- [ACTION ITEM]
Only one span of the listing below is wanted: the lines from the one with "Identify the yellow brick" through the one with "Identify the brick", reproduced exactly, both ends kept.

──────────────────────────────

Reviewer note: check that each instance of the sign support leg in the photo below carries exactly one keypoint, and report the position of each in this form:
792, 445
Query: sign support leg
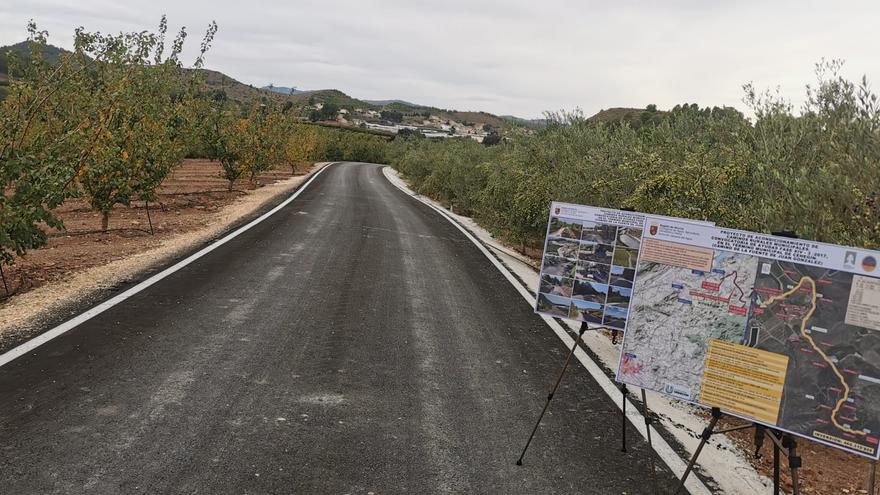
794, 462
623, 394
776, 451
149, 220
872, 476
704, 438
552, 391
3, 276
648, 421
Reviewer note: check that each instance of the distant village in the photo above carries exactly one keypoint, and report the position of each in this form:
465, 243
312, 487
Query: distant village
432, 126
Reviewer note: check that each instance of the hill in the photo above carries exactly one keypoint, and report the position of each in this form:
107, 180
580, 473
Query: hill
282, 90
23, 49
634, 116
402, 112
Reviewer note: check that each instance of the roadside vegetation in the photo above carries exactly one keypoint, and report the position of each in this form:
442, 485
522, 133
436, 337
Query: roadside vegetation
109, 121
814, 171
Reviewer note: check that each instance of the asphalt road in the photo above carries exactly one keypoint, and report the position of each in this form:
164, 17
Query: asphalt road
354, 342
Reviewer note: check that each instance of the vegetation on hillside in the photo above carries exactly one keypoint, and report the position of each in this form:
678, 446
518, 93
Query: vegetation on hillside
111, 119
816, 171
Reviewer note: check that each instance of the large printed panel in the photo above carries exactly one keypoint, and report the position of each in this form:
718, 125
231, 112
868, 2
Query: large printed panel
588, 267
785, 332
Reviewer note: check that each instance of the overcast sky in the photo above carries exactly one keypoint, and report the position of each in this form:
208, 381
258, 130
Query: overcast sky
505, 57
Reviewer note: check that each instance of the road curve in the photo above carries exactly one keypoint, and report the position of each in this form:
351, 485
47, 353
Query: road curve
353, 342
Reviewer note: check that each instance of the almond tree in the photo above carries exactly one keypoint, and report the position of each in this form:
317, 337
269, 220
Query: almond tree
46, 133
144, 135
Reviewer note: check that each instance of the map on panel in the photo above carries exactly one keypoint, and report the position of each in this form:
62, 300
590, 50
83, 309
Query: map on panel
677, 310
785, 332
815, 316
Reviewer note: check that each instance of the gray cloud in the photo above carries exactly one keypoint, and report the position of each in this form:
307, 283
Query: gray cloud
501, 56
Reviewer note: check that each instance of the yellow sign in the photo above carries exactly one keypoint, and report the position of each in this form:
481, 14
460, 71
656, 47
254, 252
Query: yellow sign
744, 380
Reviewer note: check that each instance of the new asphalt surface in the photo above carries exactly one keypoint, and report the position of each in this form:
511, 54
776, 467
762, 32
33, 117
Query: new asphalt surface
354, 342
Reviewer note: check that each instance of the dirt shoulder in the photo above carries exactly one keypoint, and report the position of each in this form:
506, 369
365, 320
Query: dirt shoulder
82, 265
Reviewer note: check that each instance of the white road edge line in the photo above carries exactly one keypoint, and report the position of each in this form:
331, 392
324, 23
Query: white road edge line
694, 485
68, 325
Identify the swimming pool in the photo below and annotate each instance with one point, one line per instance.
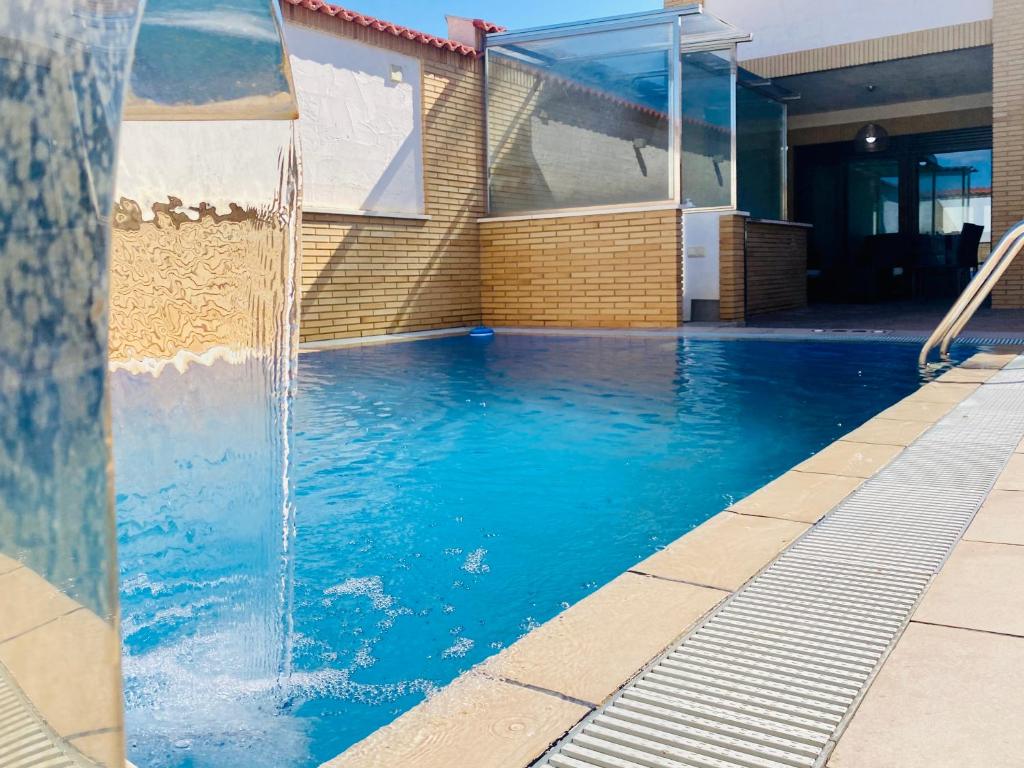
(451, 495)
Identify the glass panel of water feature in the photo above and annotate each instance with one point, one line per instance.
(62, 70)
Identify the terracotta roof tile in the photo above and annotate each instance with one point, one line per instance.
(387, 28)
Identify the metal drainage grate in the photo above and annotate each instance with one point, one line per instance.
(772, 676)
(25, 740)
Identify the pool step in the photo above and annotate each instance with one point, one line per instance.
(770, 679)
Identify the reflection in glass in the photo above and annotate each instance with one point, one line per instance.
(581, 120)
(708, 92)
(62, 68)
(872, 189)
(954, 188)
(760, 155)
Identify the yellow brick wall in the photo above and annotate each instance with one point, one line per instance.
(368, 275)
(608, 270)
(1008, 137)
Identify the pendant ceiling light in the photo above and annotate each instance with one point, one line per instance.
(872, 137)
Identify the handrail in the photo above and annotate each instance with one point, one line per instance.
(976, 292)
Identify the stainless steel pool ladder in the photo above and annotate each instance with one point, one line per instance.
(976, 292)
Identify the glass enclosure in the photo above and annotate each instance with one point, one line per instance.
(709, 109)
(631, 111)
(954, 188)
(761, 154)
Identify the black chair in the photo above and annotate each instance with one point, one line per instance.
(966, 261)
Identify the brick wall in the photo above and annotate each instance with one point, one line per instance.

──────────────────────────────

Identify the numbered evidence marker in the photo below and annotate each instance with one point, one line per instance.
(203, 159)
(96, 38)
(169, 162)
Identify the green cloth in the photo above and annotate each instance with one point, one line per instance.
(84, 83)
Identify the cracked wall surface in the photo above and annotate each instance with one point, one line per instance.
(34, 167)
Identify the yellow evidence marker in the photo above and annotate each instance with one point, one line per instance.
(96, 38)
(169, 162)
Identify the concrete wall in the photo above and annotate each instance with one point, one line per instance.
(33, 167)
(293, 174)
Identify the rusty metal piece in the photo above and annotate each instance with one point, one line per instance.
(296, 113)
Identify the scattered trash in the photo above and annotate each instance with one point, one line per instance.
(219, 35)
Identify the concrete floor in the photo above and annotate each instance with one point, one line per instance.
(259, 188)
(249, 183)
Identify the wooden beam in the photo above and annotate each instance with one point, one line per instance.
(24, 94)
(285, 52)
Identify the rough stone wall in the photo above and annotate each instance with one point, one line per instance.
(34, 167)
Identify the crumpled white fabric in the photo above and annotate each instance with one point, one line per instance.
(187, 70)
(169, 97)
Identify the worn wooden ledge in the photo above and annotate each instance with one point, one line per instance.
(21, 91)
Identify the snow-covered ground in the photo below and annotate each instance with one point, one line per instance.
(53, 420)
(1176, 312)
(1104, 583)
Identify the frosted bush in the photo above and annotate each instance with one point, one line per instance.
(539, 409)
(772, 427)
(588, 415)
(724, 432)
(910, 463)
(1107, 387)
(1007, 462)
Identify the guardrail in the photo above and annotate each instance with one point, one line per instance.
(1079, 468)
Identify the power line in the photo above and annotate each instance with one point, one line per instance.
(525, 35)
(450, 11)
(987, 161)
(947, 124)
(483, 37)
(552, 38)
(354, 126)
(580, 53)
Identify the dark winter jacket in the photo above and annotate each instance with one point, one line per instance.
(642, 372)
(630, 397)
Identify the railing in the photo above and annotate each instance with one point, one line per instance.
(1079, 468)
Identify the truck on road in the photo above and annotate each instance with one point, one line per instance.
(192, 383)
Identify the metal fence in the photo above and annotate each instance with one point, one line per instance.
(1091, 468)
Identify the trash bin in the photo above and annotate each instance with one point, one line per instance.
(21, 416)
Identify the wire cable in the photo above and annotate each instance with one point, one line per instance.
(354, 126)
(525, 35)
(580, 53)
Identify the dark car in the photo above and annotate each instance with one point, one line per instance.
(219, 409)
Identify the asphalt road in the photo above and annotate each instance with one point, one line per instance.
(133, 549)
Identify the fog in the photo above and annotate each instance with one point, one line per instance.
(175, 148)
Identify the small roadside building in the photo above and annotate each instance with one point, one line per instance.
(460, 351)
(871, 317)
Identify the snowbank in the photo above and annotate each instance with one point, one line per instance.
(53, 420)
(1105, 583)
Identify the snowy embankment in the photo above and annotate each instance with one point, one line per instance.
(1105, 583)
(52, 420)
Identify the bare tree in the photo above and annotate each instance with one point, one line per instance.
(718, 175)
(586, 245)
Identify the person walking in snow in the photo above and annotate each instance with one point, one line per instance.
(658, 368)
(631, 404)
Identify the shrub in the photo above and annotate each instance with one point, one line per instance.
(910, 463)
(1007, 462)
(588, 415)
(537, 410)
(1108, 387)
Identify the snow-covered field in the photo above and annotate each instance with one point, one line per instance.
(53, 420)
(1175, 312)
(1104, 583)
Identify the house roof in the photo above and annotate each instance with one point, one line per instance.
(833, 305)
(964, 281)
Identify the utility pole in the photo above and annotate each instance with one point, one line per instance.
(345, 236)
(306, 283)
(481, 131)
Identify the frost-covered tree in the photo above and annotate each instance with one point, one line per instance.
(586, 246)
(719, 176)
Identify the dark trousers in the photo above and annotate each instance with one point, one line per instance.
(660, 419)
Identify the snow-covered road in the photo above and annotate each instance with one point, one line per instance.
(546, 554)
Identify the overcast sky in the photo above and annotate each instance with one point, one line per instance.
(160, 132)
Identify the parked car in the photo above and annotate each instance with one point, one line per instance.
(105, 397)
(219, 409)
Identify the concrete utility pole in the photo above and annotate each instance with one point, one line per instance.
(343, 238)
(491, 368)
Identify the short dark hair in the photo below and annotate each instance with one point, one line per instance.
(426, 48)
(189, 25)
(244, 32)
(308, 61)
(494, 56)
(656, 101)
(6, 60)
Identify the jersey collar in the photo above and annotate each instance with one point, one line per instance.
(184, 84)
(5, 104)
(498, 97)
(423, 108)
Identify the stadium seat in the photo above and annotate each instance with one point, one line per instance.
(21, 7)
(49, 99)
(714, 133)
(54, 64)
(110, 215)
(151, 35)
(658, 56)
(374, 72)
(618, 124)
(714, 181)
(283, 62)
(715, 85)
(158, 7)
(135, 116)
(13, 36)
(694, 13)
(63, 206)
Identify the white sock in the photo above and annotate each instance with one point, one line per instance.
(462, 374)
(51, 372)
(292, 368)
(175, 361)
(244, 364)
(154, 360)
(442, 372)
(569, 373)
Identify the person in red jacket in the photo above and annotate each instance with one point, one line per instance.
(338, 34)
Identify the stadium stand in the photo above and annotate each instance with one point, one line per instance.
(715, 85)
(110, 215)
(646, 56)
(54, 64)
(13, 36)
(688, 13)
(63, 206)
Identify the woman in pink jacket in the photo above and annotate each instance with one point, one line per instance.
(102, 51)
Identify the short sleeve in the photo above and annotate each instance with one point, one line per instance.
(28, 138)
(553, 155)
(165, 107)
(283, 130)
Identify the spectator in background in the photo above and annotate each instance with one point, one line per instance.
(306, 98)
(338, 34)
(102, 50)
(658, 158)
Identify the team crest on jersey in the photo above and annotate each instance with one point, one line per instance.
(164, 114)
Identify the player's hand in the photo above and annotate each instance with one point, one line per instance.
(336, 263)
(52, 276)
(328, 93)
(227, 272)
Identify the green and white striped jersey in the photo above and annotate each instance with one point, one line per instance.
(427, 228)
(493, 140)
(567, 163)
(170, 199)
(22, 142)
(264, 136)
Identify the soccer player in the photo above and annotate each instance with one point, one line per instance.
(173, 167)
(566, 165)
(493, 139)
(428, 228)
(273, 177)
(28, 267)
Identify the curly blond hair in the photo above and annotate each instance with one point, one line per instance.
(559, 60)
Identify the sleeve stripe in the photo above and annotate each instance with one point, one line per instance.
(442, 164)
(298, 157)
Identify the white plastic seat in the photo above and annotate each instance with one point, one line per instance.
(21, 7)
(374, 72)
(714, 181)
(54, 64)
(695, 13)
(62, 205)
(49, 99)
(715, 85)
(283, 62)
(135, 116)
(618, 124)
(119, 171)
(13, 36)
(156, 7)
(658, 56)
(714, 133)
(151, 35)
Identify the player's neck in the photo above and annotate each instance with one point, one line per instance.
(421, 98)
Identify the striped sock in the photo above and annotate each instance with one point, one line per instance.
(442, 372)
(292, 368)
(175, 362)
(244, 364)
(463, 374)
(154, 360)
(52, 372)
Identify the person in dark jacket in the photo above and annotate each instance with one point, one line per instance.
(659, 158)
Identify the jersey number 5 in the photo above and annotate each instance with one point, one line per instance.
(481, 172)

──────────────────────────────

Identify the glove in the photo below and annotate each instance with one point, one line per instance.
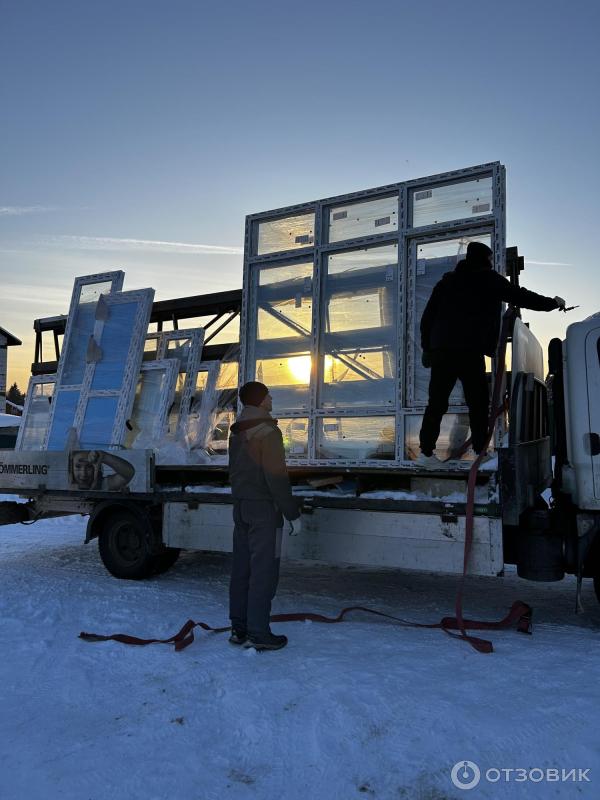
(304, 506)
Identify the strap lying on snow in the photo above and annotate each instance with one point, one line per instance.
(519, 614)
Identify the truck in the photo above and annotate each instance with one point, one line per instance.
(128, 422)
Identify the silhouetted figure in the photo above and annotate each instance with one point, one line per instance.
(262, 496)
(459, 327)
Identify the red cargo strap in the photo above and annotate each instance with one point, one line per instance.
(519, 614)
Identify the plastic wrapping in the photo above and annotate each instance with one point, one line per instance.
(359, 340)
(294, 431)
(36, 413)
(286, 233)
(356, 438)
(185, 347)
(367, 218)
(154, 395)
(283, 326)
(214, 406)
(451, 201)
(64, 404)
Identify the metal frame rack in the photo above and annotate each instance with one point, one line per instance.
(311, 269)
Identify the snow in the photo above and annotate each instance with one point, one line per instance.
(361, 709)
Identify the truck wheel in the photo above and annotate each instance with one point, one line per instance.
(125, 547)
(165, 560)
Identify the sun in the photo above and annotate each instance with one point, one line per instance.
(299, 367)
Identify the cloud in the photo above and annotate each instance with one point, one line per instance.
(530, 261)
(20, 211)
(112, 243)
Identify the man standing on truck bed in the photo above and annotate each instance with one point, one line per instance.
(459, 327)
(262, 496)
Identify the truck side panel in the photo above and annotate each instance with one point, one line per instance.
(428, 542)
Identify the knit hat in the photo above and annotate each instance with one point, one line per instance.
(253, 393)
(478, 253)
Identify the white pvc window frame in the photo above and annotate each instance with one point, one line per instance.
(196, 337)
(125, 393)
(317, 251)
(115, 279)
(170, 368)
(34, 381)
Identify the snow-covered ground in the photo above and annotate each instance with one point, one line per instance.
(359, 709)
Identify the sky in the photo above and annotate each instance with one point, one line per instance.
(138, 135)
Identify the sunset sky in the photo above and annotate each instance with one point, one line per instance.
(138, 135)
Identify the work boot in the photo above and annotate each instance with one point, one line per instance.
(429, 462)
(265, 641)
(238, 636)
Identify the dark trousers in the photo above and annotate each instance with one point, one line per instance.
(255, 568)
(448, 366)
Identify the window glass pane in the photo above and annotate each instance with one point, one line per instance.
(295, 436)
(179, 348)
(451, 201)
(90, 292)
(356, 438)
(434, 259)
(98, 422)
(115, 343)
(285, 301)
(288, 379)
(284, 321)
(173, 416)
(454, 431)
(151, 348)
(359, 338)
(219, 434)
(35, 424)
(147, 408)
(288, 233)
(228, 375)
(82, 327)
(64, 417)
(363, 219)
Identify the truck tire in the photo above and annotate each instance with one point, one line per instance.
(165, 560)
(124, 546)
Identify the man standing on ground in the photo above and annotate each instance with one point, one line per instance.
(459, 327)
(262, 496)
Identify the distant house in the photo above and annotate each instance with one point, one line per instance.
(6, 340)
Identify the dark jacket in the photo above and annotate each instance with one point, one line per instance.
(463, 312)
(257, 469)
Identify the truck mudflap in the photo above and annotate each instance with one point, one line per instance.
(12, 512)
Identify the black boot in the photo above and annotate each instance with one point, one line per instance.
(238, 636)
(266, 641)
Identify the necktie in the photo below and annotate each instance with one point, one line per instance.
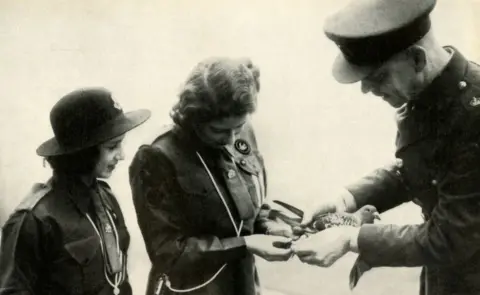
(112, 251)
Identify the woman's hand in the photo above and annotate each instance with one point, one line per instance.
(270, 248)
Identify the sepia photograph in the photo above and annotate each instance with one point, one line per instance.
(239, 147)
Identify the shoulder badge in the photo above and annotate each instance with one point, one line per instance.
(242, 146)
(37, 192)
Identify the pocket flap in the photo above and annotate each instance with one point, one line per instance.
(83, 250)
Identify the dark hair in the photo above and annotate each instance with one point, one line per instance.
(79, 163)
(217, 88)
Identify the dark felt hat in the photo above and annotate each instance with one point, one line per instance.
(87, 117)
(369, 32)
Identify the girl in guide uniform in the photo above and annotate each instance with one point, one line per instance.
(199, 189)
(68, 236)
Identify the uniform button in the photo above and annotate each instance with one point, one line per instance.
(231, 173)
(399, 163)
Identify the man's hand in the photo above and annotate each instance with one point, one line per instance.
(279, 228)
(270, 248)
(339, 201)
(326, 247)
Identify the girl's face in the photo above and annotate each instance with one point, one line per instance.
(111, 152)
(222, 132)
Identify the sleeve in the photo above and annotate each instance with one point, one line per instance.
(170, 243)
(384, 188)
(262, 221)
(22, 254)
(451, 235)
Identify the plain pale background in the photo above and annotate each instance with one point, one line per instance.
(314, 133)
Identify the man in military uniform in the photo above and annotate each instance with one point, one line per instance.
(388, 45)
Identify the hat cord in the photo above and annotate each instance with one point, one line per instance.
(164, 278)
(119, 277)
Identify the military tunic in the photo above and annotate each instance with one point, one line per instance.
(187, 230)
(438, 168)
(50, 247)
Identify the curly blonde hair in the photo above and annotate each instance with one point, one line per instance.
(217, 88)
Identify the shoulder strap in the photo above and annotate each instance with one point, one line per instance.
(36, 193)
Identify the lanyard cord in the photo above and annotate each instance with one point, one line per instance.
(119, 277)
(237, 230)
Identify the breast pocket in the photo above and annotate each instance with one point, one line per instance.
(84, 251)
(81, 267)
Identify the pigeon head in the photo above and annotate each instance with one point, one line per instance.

──────────────────────────────

- [OUTPUT OF THE TASK]
Identify the yellow brick wall in the photo above and annotate each instance with one point, one line per instance.
(368, 275)
(608, 270)
(1008, 137)
Identify the pendant ceiling light in the photo above and annotate each instance with one point, one line per instance.
(872, 137)
Identify the handrail in the photo above and annotate each instance with one point, one line per instance.
(976, 292)
Identify the stainless steel pool ladder in the photo above and annotate each instance with one point, one line per instance.
(976, 292)
Identify the glass enclosure in the photo above and annotate each instance with one point, one line per instance.
(709, 109)
(631, 111)
(954, 188)
(761, 154)
Identify the black chair in the photo above and annotate each instance with one point, one line per instance.
(966, 261)
Identify the brick wall in the photo above and annotate each instance with one point, one line per instance.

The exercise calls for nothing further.